Print

Print


Hi Matevz,

Well, what kind of authentication? Clearly, the kind we use doesn't cause 
this problem. It could be just a random core smash but if it's random we 
should be various effects not just a crash in this particular code path, 
right?

Andy


On Wed, 8 Jul 2020, Matevz Tadel wrote:

> Yay, that was a journey ... but I can reproduce it now!
>
> It is super strange this happens with xcache with authentication on only ... 
> this really should have no effect. I first tried without it and it worked and 
> then something rang a bell that you said so in the email :).
>
> Andy, does this ring any bells for you? It looks like interaction between 
> server / client usage of X509 stuffe.
>
> Anyway, I'm digging on on the xcache side ...
>
> Cheers,
> Matevz
>
>
>
> On 2020-07-08 07:41, Nikolai Hartmann wrote:
>> Hi Matevz,
>> 
>> I might have something like a "minimal failing example". Unfortunately
>> the problem only appears when authentication is required, so the example
>> will only work on a machine that has a valid host certificate and the
>> corresponding directory has to be bind-mounted into the container.
>> 
>> I uploaded my container image here:
>> 
>> https://urldefense.com/v3/__https://cloud.physik.lmu.de/index.php/s/RFC6Q89FBxxNMXF__;!!Mih3wA!S4S4O0y7f1Z5oNAgkr2EZ2J5683bZ5LRbG55GbcoHhyJTwOzaS2lABcIifddJxDGMy-N$
>> 
>> and made a directory structure (tar archive attached) to bind mount into
>> the container (and containing the minimal failing xcache config and a
>> script for starting gdb inside the container)
>> 
>> To reproduce, extract the archive, enter the directory and run (as
>> non-root user)
>> 
>> singularity run -B $(pwd)/data:/data -B $(pwd)/config:/etc/xrootd:ro -B
>> <hostkey-dir>:/etc/grid-security:ro <singularity-image>
>> 
>> where <hostkey-dir> is a directory that contains
>> 
>> hostkey.pem
>> hostcert.pem
>> vomsdir (will become X509_VOMS_DIR)
>> certificates (will become X509_CERT_DIR)
>> 
>> and <singularity-image> is the path to the singularity image.
>> 
>> That should run xrootd and the log should appear in
>> data/xrd/var/log/xrootd.log
>> 
>> I used this example to produce the failure:
>> 
>> xrdcp -f
>> root://lcg-lrz-xcache0.grid.lrz.de:1094//root://eospublic.cern.ch//eos/opendata/lhcb/AntimatterMatters2017/data/PhaseSpaceSimulation.root
>> /dev/null
>> 
>> The simplest way to run gdb seemed to directly start xrootd with gdb.

TASK SET.
- A) According to the xcache thread, in which file should the xrootd log appear?
- B) Continue the xcache thread after its last sentence.

PROVIDED RECORDS.

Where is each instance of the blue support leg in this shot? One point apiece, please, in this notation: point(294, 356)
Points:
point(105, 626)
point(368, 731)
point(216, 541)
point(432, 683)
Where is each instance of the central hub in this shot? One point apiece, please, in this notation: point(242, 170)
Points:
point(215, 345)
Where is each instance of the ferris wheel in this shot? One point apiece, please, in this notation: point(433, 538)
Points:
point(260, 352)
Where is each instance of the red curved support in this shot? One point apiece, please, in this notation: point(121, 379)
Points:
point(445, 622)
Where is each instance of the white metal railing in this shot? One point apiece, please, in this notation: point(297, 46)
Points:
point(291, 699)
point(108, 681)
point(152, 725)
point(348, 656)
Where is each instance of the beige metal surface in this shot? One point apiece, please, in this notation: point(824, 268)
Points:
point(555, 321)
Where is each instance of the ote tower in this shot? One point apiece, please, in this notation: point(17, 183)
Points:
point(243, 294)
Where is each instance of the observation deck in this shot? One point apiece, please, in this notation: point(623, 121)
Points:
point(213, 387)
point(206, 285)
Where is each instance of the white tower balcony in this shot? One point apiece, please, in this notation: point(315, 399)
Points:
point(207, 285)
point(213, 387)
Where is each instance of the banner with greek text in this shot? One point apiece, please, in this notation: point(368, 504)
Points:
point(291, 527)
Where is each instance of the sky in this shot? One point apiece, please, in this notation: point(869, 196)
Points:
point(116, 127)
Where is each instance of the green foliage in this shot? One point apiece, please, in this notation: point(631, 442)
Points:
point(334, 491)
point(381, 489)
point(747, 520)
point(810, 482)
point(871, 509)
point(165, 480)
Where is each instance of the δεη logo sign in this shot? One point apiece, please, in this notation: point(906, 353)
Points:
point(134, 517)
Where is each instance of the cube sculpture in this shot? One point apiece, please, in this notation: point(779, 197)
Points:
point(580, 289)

THE RESPONSES.
- A) data/xrd/var/log/xrootd.log

- B)
>> This can be done with the script run_xcache_debug.sh in the attached
>> archive. Instead of the command above just use
>> 
>> singularity exec -B $(pwd)/data:/data -B $(pwd)/config:/etc/xrootd:ro -B
>> <hostkey-dir>:/etc/grid-security:ro <singularity-image>
>> ./run_xcache_debug.sh
>> 
>> Note: Before restarting, best delete the content of the data directory
>> since the bug also did not seem to occur when the file was already
>> cached (e.g after testing without authentication)
>> 
>> Sorry for the overly complicated reproducing steps, but since it only
>> happened when i authentication was enabled i didn't know how to do it
>> simpler. I hope it helps.
>> 
>> Thanks,
>> Nikolai
>> 
>> On 7/7/20 8:42 PM, Matevz Tadel wrote:
>>> Thanks Nikolai, I shall continue my investigation :)
>>> 
>>> Matevz
>>> 
>>> On 2020-07-06 23:59, Nikolai Hartmann wrote:
>>>> Hi Matevz,
>>>> 
>>>> Thanks a lot for looking into this.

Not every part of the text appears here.